◆ **Provided records**:
----

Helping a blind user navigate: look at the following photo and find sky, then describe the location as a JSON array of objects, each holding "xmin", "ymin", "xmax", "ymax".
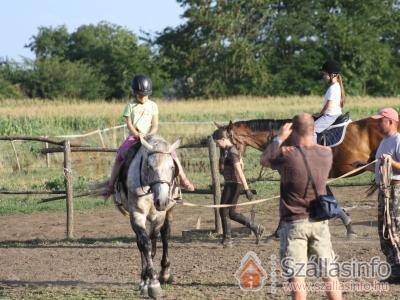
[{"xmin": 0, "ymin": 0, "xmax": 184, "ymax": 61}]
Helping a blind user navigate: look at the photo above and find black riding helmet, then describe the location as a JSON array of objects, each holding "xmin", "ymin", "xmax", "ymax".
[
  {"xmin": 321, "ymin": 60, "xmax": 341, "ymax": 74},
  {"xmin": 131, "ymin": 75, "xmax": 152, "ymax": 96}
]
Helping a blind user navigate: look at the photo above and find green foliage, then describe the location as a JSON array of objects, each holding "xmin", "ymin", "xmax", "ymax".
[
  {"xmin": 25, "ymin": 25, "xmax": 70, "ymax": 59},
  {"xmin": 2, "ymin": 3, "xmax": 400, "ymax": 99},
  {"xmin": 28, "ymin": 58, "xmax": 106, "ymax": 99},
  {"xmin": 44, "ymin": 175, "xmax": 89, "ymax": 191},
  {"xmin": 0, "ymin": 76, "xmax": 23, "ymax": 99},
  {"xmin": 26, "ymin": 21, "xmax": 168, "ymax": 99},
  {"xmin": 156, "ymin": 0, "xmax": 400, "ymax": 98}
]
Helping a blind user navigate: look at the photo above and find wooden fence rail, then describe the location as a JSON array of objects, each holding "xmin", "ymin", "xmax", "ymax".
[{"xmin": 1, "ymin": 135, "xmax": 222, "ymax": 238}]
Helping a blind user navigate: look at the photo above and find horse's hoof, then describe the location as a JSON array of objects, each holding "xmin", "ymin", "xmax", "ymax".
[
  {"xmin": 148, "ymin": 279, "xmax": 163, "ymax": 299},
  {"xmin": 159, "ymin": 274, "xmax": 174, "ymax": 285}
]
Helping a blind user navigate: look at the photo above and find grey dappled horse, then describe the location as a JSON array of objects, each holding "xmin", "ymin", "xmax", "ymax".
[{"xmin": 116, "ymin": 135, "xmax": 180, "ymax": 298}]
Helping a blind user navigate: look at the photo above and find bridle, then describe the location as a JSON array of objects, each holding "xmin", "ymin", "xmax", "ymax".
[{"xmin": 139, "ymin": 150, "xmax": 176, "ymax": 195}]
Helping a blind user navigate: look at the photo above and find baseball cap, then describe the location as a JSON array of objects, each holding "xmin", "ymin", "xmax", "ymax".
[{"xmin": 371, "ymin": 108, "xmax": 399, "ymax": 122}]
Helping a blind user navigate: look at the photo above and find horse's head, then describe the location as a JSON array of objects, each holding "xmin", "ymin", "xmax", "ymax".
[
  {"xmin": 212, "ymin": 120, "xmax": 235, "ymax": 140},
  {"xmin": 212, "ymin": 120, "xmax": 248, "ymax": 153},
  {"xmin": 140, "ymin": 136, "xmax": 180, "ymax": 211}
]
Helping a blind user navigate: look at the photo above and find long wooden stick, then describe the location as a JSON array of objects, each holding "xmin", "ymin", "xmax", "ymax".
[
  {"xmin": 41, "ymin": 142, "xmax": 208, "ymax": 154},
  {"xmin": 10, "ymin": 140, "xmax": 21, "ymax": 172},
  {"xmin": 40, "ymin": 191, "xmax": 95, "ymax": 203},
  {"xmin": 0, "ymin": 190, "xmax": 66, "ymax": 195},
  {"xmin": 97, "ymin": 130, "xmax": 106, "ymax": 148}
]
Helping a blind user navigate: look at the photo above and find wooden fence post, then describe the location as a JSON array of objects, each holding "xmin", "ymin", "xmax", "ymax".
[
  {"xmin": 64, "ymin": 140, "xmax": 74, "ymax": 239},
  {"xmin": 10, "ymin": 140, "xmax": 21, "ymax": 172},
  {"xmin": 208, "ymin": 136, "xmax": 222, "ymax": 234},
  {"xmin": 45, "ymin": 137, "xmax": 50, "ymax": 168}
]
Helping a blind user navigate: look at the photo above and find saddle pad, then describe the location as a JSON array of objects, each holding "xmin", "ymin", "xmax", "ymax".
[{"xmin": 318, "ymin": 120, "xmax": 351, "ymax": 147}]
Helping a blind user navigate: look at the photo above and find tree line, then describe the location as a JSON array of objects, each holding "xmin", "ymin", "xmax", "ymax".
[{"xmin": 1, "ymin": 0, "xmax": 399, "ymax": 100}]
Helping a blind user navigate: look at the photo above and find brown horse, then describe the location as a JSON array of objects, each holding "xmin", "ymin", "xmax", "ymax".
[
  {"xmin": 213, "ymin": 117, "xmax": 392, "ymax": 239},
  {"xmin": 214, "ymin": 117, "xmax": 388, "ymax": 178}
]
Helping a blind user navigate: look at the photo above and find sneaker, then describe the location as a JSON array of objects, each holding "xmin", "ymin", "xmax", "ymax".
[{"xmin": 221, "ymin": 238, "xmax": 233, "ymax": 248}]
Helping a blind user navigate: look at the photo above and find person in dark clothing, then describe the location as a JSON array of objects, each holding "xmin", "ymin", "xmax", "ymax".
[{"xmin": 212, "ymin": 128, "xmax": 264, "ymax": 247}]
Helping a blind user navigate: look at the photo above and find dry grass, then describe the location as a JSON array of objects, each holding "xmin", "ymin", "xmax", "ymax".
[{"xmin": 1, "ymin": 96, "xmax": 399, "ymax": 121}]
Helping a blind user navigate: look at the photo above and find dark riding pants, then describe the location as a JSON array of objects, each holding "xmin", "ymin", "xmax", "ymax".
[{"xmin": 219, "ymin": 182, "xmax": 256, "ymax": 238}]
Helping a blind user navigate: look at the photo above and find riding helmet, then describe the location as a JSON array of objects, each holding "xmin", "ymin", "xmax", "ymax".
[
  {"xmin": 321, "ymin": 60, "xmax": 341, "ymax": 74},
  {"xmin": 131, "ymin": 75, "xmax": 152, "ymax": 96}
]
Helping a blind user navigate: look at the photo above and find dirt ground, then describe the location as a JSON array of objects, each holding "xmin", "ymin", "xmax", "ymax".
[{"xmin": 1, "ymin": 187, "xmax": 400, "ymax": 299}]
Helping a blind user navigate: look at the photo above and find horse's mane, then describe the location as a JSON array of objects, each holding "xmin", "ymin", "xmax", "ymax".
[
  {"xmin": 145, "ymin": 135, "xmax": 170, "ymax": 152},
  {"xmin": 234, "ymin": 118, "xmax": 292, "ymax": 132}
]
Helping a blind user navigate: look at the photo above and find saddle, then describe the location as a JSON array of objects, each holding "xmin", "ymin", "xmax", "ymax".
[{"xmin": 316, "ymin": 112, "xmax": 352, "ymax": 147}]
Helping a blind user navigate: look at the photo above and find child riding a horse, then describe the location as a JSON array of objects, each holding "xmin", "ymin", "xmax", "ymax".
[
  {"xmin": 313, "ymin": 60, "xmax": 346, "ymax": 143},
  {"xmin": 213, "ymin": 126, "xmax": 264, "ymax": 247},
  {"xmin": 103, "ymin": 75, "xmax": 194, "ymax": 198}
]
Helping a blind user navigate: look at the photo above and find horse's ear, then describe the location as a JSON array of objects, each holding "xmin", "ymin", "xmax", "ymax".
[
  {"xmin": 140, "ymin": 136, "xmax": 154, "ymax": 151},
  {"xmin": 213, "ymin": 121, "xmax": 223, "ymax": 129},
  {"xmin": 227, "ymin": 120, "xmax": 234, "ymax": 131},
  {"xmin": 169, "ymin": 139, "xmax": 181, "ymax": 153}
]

----

◆ **Task statement**: Without altering a word, return all of the records above and leave out their pictures.

◆ **Your solution**:
Helping a blind user navigate: look at the following photo and find sky, then describe the location as a JSON array of objects, each holding "xmin", "ymin", "xmax", "ymax".
[{"xmin": 0, "ymin": 0, "xmax": 184, "ymax": 61}]
Helping a blind user navigate: look at the photo above and find black riding helmet, then describe the location as a JSON array of objects, each holding "xmin", "ymin", "xmax", "ymax".
[
  {"xmin": 321, "ymin": 60, "xmax": 341, "ymax": 74},
  {"xmin": 131, "ymin": 75, "xmax": 152, "ymax": 96}
]
Helping a blind user navigate: look at the photo above and find green foliage, then describe the location as a JSON array of objects, each holding "xmin", "ymin", "xmax", "ymax".
[
  {"xmin": 25, "ymin": 25, "xmax": 70, "ymax": 59},
  {"xmin": 2, "ymin": 3, "xmax": 400, "ymax": 99},
  {"xmin": 28, "ymin": 58, "xmax": 106, "ymax": 99},
  {"xmin": 44, "ymin": 175, "xmax": 89, "ymax": 191},
  {"xmin": 0, "ymin": 76, "xmax": 23, "ymax": 99},
  {"xmin": 26, "ymin": 21, "xmax": 168, "ymax": 99},
  {"xmin": 156, "ymin": 0, "xmax": 400, "ymax": 98}
]
Helping a blind user navigate: look at the photo above and find wooden fence rail, then describe the location as a JSON array of objects, each holding "xmin", "ymin", "xmax", "ymax".
[{"xmin": 1, "ymin": 135, "xmax": 222, "ymax": 238}]
Helping a blind user navigate: look at the photo above and find horse's hoof, then describe the location as a JSON array of objects, each holding "xmin", "ymin", "xmax", "ymax".
[
  {"xmin": 148, "ymin": 279, "xmax": 163, "ymax": 299},
  {"xmin": 159, "ymin": 274, "xmax": 174, "ymax": 285}
]
Helping a blind user navigate: look at the photo above and find grey dappled horse, then describe the location as a JSON array of objects, each holding "xmin", "ymin", "xmax", "ymax".
[{"xmin": 116, "ymin": 135, "xmax": 180, "ymax": 298}]
Helping a blind user navigate: look at the photo above and find bridle, then describe the location as a JSON array of objects, each holding "xmin", "ymin", "xmax", "ymax".
[{"xmin": 139, "ymin": 150, "xmax": 176, "ymax": 195}]
Helping a blind user navigate: look at the photo above and find baseball cap, then describe the location as a JSON array of objects, each holding "xmin", "ymin", "xmax", "ymax".
[{"xmin": 371, "ymin": 108, "xmax": 399, "ymax": 122}]
Helping a blind user navigate: look at the photo above and find horse's head, then describe the location as a JSON array of objects, each holding "xmin", "ymin", "xmax", "ymax".
[
  {"xmin": 212, "ymin": 120, "xmax": 235, "ymax": 140},
  {"xmin": 212, "ymin": 120, "xmax": 248, "ymax": 153},
  {"xmin": 140, "ymin": 136, "xmax": 180, "ymax": 211}
]
Helping a blind user navigate: look at the photo above and find long wooden stick, then describe the location as a JSON array of objects, each holding "xmin", "ymin", "xmax", "ymax".
[
  {"xmin": 41, "ymin": 142, "xmax": 208, "ymax": 154},
  {"xmin": 10, "ymin": 140, "xmax": 21, "ymax": 172},
  {"xmin": 40, "ymin": 191, "xmax": 95, "ymax": 203},
  {"xmin": 0, "ymin": 190, "xmax": 66, "ymax": 195},
  {"xmin": 97, "ymin": 130, "xmax": 106, "ymax": 148}
]
Helping a blind user navigate: look at the photo above and find wooden fence post, then describe the location as a JSON array of objects, each holding "xmin", "ymin", "xmax", "ymax".
[
  {"xmin": 64, "ymin": 140, "xmax": 74, "ymax": 239},
  {"xmin": 10, "ymin": 140, "xmax": 21, "ymax": 172},
  {"xmin": 208, "ymin": 136, "xmax": 222, "ymax": 234},
  {"xmin": 45, "ymin": 137, "xmax": 50, "ymax": 168}
]
Helping a blind user navigate: look at the photo above and find saddle pad, then describe the location as a JSON array of objects, each holding "xmin", "ymin", "xmax", "ymax".
[{"xmin": 318, "ymin": 120, "xmax": 351, "ymax": 147}]
Helping a blind user navigate: look at the photo above and find tree line, then describe the location as a JSON array of objects, each holding "xmin", "ymin", "xmax", "ymax".
[{"xmin": 1, "ymin": 0, "xmax": 399, "ymax": 100}]
Helping a blind user navigate: look at the photo above and find brown horse, then describe the location as a JSON array of objects, each holding "xmin", "ymin", "xmax", "ymax".
[
  {"xmin": 213, "ymin": 117, "xmax": 392, "ymax": 239},
  {"xmin": 214, "ymin": 117, "xmax": 388, "ymax": 178}
]
Helping a blind user navigate: look at the photo above and find sneaker, then describe the location as a JSON array of objects, each holding "xmin", "ymin", "xmax", "ymax".
[{"xmin": 221, "ymin": 238, "xmax": 233, "ymax": 248}]
Helping a blind user navigate: look at the photo above and find person in dark clothing, then describe the location as a JSON array of objects, each holding "xmin", "ymin", "xmax", "ymax".
[{"xmin": 212, "ymin": 128, "xmax": 264, "ymax": 247}]
Helping a blind user navigate: look at the photo above and find dry grass, then describe the location as a JSON array of objects, each holding "xmin", "ymin", "xmax", "ymax".
[{"xmin": 1, "ymin": 96, "xmax": 399, "ymax": 121}]
Helping a blind user navigate: look at the photo above and find dark riding pants, then describe the location as a JSON array of objects, each holding "xmin", "ymin", "xmax", "ymax".
[{"xmin": 219, "ymin": 182, "xmax": 256, "ymax": 238}]
Helping a blind user navigate: look at the photo above and find riding helmet, then describe the location as a JSON array of objects, each holding "xmin", "ymin", "xmax", "ymax".
[
  {"xmin": 321, "ymin": 60, "xmax": 341, "ymax": 74},
  {"xmin": 131, "ymin": 75, "xmax": 152, "ymax": 96}
]
Helping a blind user navigate: look at the photo above and find dirt ground, then describe the location as a JSON array of objects, each holding "xmin", "ymin", "xmax", "ymax".
[{"xmin": 1, "ymin": 187, "xmax": 400, "ymax": 299}]
Helping a blind user navigate: look at the photo above and find horse's mane, then describe the location as a JSON array of objects, each holding "xmin", "ymin", "xmax", "ymax".
[
  {"xmin": 145, "ymin": 135, "xmax": 170, "ymax": 152},
  {"xmin": 234, "ymin": 118, "xmax": 292, "ymax": 132}
]
Helping a blind user navigate: look at the photo above and find saddle, then describe the location as a JSON array of objects, each holding "xmin", "ymin", "xmax", "ymax".
[{"xmin": 316, "ymin": 112, "xmax": 352, "ymax": 147}]
Helping a blind user navigate: look at the photo above and find child riding a horse, then describe the location as a JSON array of objects, each holding "xmin", "ymin", "xmax", "ymax".
[
  {"xmin": 313, "ymin": 60, "xmax": 346, "ymax": 143},
  {"xmin": 213, "ymin": 126, "xmax": 264, "ymax": 247},
  {"xmin": 103, "ymin": 75, "xmax": 194, "ymax": 198}
]
Helping a blind user navigate: look at the photo above and find horse's ear, then describe the location as a JSON array of objects, each holding "xmin", "ymin", "xmax", "ymax".
[
  {"xmin": 140, "ymin": 136, "xmax": 154, "ymax": 151},
  {"xmin": 213, "ymin": 121, "xmax": 223, "ymax": 129},
  {"xmin": 227, "ymin": 120, "xmax": 234, "ymax": 131},
  {"xmin": 169, "ymin": 139, "xmax": 181, "ymax": 153}
]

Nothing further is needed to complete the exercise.